▸ Texto citado
━━━

Segundo o IBGE, os números de abandono escolar no Ensino Fundamental atingiram um recorde de 400 mil alunos em 2023. Falta de interesse, necessidade de trabalhar e gravidez na adolescência são alguns dos fatores predominantes. O que a escola pode fazer de diferente para enfrentar essa questão?
Em 2010, no meu doutorado, fiz algumas entrevistas com egressos de um programa focado na juventude de 18 a 29 anos sem o Fundamental completo. A grande maioria desses egressos eram mulheres e várias delas relataram esse ponto: "As coisas iam bem até a 4ª série, de repente tudo mudou e eu engravidei".
Por que elas abandonam? Perguntei, imaginando que seria uma questão logística, mas não. A maioria delas abandona por constrangimento social — vergonha, maus olhares. Estamos falando de meninas, jovens sem acolhimento para a diferença, que é o caso da adolescente grávida.
Como equipamento público, a escola tem o dever de impedir a evasão desses jovens, seja em situações de gravidez ou relacionadas ao trabalho — nesses casos, para além do acolhimento, é preciso pensar em políticas públicas de garantia e sobrevivência.
O projeto fala em acompanhamento integral dos alunos. Qual o significado desse conceito para vocês?
Falo de um acompanhamento que não está preocupado somente com as questões cognitivas de aprendizagem. Além de verificarmos se o estudante aprendeu ou não, é importante analisar se ele está feliz, se houve uma boa integração, se ocorreu gravidez ou outras especificidades.
Em suma, é nos atentarmos às diversas dimensões desse sujeito complexo de que eu falei, de modo a fortalecer a sensação de pertencimento do educando e de sua família, entendendo a educação formal como algo que vai muito além da escola.

━━━

▸ Questão 1
No texto sobre abandono escolar, qual é o motivo pelo qual a maioria das jovens entrevistadas abandona a escola?
▸ Questão 2
Continue, por favor, o texto sobre abandono escolar a partir do ponto em que ele termina.
Os registros vêm de outra fonte.

Itens de um conjunto de dados:
━━━

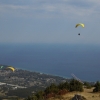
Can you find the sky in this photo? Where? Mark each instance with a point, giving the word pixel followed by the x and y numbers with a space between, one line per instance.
pixel 49 21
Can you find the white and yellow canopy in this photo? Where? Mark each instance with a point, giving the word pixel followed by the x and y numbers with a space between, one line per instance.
pixel 80 24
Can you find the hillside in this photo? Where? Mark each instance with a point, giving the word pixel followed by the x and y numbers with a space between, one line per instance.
pixel 87 93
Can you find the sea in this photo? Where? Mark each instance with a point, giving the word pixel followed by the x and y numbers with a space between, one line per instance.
pixel 82 60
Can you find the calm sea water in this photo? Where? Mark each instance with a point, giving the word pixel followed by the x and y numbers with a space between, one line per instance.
pixel 55 59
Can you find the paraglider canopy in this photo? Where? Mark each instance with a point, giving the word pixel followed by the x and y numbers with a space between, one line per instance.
pixel 79 24
pixel 78 33
pixel 11 68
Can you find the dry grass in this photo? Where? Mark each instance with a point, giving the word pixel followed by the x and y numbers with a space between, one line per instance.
pixel 88 94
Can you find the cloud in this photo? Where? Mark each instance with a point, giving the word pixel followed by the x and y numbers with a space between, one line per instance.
pixel 55 9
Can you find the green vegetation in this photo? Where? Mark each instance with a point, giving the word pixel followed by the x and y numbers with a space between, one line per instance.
pixel 97 87
pixel 53 90
pixel 87 85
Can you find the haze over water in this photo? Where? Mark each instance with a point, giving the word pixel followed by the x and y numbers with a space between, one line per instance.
pixel 55 59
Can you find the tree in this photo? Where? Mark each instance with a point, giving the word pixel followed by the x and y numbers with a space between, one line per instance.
pixel 76 85
pixel 97 87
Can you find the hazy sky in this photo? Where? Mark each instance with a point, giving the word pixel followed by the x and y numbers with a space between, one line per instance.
pixel 49 21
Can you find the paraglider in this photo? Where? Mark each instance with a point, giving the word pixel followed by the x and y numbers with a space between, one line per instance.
pixel 79 24
pixel 78 33
pixel 11 68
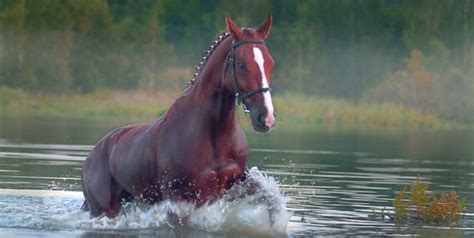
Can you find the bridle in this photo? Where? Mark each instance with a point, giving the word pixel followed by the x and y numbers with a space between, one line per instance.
pixel 230 59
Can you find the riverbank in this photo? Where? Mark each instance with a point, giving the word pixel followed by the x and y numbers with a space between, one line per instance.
pixel 294 110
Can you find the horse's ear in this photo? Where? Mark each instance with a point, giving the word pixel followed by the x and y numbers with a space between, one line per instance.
pixel 264 30
pixel 233 29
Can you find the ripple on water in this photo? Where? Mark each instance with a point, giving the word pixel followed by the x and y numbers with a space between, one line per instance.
pixel 264 212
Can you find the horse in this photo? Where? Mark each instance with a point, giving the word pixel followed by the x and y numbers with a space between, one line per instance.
pixel 196 150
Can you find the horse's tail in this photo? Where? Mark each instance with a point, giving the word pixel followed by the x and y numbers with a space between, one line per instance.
pixel 85 206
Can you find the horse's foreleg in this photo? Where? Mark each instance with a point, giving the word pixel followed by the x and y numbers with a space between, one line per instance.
pixel 101 191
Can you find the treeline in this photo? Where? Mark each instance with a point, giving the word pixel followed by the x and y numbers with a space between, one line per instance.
pixel 419 53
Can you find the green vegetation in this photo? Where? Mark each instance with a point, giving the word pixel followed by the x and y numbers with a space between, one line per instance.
pixel 417 55
pixel 422 206
pixel 294 110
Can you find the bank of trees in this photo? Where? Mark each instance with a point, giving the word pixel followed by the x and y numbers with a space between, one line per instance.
pixel 352 49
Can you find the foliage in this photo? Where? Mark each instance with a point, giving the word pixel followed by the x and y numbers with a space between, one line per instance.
pixel 293 110
pixel 446 94
pixel 344 49
pixel 427 207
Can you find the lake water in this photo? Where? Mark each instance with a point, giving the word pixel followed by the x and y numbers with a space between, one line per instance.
pixel 331 182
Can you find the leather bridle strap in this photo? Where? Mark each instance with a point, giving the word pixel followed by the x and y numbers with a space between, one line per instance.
pixel 230 59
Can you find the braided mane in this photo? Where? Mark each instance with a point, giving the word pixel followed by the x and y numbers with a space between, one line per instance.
pixel 205 57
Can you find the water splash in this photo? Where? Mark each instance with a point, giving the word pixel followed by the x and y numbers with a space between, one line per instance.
pixel 262 212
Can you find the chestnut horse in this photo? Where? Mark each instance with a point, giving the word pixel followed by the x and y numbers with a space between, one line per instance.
pixel 196 150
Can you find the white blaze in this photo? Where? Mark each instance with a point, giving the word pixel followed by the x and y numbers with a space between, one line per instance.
pixel 267 97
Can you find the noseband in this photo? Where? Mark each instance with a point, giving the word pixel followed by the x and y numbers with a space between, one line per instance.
pixel 230 60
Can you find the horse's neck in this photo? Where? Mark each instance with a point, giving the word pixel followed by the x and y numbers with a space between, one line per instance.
pixel 208 98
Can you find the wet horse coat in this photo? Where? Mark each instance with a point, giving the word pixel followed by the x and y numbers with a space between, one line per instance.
pixel 196 150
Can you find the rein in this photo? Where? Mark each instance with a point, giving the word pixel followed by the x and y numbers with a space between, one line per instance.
pixel 230 59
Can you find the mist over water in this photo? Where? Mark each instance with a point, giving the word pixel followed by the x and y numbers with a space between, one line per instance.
pixel 313 183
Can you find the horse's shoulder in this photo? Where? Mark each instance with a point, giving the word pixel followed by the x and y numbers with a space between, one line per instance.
pixel 128 131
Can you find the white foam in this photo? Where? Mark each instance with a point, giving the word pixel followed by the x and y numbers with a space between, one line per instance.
pixel 263 212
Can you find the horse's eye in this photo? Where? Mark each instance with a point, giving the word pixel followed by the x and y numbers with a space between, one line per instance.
pixel 242 66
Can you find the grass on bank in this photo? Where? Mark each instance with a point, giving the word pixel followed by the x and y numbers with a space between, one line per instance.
pixel 423 206
pixel 293 110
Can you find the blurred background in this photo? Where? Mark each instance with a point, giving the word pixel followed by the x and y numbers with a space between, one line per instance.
pixel 396 57
pixel 370 95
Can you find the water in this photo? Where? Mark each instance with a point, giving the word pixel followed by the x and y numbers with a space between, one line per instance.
pixel 325 183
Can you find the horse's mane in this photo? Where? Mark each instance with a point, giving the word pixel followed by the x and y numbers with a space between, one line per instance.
pixel 198 68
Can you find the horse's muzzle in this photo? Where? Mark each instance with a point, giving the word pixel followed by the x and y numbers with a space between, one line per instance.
pixel 262 122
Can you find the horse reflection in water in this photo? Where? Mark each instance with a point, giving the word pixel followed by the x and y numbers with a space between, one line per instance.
pixel 196 150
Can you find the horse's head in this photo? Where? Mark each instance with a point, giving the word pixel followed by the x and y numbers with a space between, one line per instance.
pixel 249 71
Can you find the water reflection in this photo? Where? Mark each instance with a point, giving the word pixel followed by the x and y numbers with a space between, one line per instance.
pixel 335 181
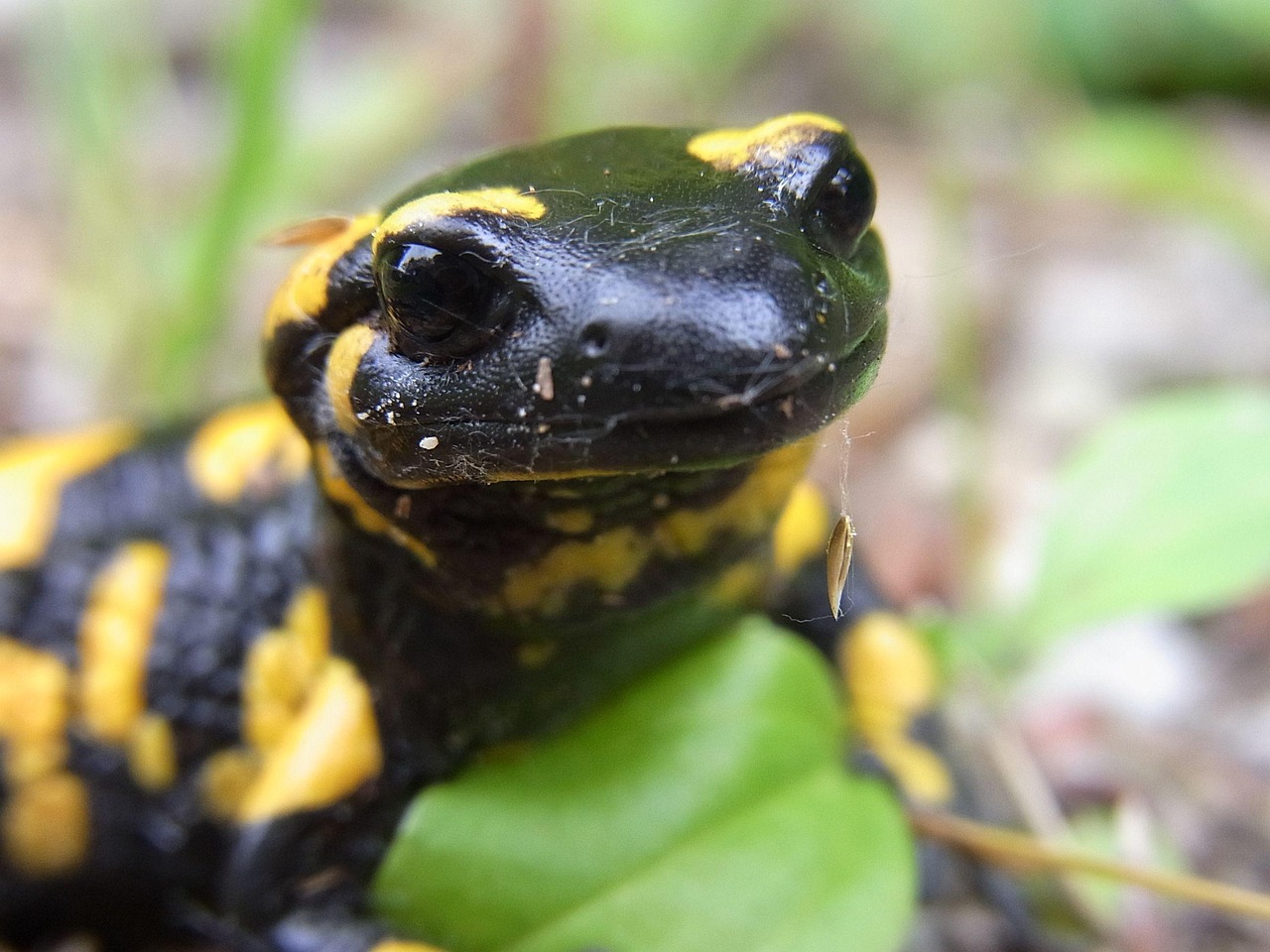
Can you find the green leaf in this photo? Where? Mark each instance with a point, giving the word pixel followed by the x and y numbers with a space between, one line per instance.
pixel 1167 509
pixel 703 809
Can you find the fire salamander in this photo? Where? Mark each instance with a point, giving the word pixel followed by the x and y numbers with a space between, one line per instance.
pixel 539 424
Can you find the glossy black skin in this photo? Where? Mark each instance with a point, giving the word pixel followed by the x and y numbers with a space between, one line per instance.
pixel 686 296
pixel 676 302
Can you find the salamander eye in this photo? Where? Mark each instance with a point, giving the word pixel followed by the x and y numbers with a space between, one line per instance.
pixel 439 302
pixel 839 212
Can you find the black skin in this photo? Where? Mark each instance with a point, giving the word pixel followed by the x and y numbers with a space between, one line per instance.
pixel 697 318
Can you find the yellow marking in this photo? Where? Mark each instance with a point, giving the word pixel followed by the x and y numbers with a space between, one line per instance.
pixel 46 825
pixel 35 707
pixel 799 531
pixel 890 680
pixel 303 295
pixel 30 761
pixel 572 522
pixel 153 753
pixel 309 232
pixel 245 448
pixel 504 202
pixel 326 753
pixel 338 489
pixel 282 666
pixel 114 639
pixel 225 778
pixel 766 144
pixel 345 357
pixel 309 621
pixel 32 475
pixel 613 558
pixel 403 946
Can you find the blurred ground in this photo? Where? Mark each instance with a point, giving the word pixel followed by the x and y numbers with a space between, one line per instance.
pixel 1039 286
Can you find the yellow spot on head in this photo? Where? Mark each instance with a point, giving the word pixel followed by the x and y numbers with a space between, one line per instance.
pixel 303 295
pixel 326 753
pixel 153 753
pixel 345 356
pixel 46 825
pixel 114 639
pixel 32 475
pixel 245 448
pixel 799 534
pixel 766 144
pixel 504 202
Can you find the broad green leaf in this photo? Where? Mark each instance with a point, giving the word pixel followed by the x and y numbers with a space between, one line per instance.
pixel 703 809
pixel 1167 509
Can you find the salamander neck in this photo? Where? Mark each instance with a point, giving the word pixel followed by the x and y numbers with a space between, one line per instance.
pixel 479 610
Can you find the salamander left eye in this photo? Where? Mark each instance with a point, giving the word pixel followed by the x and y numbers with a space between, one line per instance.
pixel 439 302
pixel 839 212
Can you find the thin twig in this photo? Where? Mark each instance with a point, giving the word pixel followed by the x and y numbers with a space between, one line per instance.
pixel 1023 851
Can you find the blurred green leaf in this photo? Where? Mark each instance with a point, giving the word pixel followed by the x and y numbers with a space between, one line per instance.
pixel 1157 159
pixel 258 67
pixel 621 62
pixel 703 809
pixel 1167 509
pixel 1146 48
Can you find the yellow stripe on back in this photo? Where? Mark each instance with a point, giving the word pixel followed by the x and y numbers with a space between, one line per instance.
pixel 32 475
pixel 325 754
pixel 45 825
pixel 245 448
pixel 35 708
pixel 114 639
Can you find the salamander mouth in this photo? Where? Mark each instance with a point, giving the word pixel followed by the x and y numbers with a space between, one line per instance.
pixel 728 429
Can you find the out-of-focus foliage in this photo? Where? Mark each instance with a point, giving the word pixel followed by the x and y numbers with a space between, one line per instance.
pixel 1160 512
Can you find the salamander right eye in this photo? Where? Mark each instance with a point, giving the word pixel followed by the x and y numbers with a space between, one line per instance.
pixel 440 303
pixel 841 209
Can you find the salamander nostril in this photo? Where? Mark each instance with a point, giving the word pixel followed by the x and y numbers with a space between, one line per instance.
pixel 594 339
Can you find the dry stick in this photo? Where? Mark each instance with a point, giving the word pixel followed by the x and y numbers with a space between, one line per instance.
pixel 1019 848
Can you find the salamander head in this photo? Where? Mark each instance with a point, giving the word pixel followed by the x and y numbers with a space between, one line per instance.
pixel 604 317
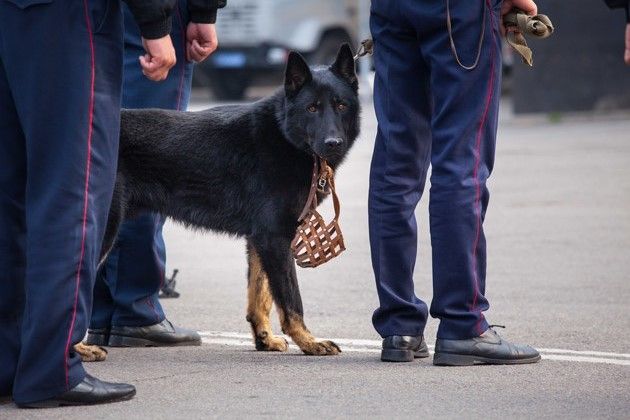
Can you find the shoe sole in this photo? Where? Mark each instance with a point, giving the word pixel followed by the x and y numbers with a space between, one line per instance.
pixel 124 341
pixel 395 355
pixel 449 359
pixel 62 403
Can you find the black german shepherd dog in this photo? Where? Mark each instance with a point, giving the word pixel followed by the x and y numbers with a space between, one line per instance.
pixel 244 170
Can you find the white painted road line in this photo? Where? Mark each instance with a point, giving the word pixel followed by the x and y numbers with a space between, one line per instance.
pixel 236 339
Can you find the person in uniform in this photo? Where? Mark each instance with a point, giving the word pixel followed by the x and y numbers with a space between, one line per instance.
pixel 60 91
pixel 436 95
pixel 127 311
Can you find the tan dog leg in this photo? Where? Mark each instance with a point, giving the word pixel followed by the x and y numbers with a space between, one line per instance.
pixel 293 325
pixel 90 353
pixel 259 306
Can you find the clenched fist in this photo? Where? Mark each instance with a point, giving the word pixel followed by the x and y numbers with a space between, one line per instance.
pixel 201 41
pixel 528 6
pixel 159 58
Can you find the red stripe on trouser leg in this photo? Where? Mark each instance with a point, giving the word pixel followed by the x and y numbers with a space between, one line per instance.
pixel 86 190
pixel 477 205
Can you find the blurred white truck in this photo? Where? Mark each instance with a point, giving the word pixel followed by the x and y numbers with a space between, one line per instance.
pixel 255 37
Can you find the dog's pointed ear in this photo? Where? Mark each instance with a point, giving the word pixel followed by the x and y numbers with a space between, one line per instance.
pixel 344 66
pixel 297 74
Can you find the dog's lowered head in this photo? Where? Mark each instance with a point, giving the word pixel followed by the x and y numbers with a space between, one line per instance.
pixel 321 109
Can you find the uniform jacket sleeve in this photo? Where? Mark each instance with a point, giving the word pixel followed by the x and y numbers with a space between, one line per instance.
pixel 204 11
pixel 152 16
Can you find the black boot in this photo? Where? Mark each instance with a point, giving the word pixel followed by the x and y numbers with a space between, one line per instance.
pixel 97 337
pixel 489 348
pixel 164 334
pixel 403 348
pixel 89 391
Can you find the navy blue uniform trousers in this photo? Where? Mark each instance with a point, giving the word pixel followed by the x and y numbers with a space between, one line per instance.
pixel 60 87
pixel 127 287
pixel 432 112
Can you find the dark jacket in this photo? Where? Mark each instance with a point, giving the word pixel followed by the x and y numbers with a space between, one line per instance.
pixel 154 16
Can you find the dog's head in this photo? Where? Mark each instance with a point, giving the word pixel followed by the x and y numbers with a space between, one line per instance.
pixel 321 109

━━━

▸ Resposta 1
Por constrangimento social: vergonha e maus olhares.

▸ Resposta 2
Outro eixo estratégico importante do projeto é a articulação entre educação, saúde e assistência social. Quais desafios vocês encontraram?
Isso, falamos de uma articulação da rede de proteção, mas adequando-a de acordo com as demandas de cada território. Muitas vezes, existem equipamentos, mas o grande desafio é fazer com que tudo isso seja, efetivamente, uma rede — o que demanda trabalho conjunto em diversos níveis.
Fazer intersetorialidade não é nada simples, porque nós não estamos acostumados a pensar de modo intersetorial. Continuamos a organizar a educação de forma compartimentada, não obstante todas as discussões sobre interdisciplinaridade etc.
O grande desafio, de fato, é reestruturar nosso modo de pensar. A modernidade construiu várias caixas e estamos nesse momento de quebrar essas pequenas estruturas. A escola não dará conta de tudo sozinha — ela sequer tem expertise para isso. No fim do dia, a escola também precisa ser acolhida.